*Task to carry out*
Reproduce the data below, swapping every "even-odd rule" for "nonzero winding rule" and leaving the rest unchanged.

*Material for the task*
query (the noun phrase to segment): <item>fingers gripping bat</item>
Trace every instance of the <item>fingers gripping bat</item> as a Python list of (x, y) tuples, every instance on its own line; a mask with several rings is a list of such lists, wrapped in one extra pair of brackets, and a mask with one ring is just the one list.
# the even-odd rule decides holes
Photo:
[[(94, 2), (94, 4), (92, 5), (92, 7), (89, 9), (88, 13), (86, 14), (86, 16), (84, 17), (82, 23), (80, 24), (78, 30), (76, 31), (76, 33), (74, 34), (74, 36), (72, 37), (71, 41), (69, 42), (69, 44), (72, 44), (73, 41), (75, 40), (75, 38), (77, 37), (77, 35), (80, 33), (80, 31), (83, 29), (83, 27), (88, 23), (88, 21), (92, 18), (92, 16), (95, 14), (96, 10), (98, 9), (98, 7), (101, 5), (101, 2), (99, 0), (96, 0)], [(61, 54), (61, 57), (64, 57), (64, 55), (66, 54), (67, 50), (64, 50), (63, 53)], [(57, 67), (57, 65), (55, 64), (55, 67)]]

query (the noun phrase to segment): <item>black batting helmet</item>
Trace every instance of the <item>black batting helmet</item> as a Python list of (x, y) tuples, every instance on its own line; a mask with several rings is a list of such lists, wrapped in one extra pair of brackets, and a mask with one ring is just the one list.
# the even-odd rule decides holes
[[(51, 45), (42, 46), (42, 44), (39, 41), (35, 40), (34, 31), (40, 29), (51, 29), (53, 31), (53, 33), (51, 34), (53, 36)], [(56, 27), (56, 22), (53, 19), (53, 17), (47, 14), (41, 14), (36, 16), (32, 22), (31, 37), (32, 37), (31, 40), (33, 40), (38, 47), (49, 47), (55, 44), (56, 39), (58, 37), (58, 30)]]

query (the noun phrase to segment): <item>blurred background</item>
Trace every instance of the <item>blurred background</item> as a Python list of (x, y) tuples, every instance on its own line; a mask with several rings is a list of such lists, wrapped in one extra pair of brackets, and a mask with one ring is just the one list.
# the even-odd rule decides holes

*Written answer*
query (the noun phrase to segment): <item>fingers gripping bat</item>
Trace every instance of the <item>fingers gripping bat</item> as a Python list of (x, y) tuples, every instance on its own line; a mask with several rings is a list of such lists, wrapped in one extra pair of brackets, and a mask with one ring is just the one list.
# the nonzero winding rule decides holes
Photo:
[[(94, 2), (94, 4), (92, 5), (92, 7), (89, 9), (88, 13), (86, 14), (86, 16), (84, 17), (82, 23), (80, 24), (78, 30), (76, 31), (76, 33), (74, 34), (74, 36), (72, 37), (71, 41), (69, 42), (69, 44), (72, 44), (73, 41), (75, 40), (75, 38), (77, 37), (77, 35), (80, 33), (80, 31), (83, 29), (83, 27), (88, 23), (88, 21), (92, 18), (92, 16), (95, 14), (96, 10), (98, 9), (98, 7), (101, 5), (101, 2), (99, 0), (96, 0)], [(61, 54), (61, 57), (64, 57), (64, 55), (66, 54), (67, 50), (64, 50), (63, 53)], [(57, 67), (57, 65), (55, 64), (55, 67)]]

query (the noun phrase to segment): <item>black batting helmet</item>
Trace every instance of the <item>black batting helmet</item> as a Python list of (x, y) tuples, every instance on its own line; a mask with several rings is a list of such lists, wrapped in one extra pair of brackets, and a mask with one ring is just the one list.
# the nonzero winding rule decides holes
[[(51, 45), (42, 46), (42, 44), (39, 41), (35, 40), (34, 31), (40, 29), (51, 29), (53, 31), (53, 33), (51, 34), (53, 36)], [(56, 27), (56, 22), (53, 19), (53, 17), (47, 14), (41, 14), (36, 16), (32, 22), (31, 37), (32, 37), (31, 40), (33, 40), (38, 47), (49, 47), (55, 44), (56, 39), (58, 37), (58, 30)]]

query (the noun phrase to segment): <item>blurred background</item>
Trace every instance of the <item>blurred background</item> as a Python list of (x, y) tuples, every instance on its own line; a mask with several rings is a list of such lists, wrapped in one extra pair of brackets, and a mask with one ring is just the one list.
# the nonzero winding rule decides holes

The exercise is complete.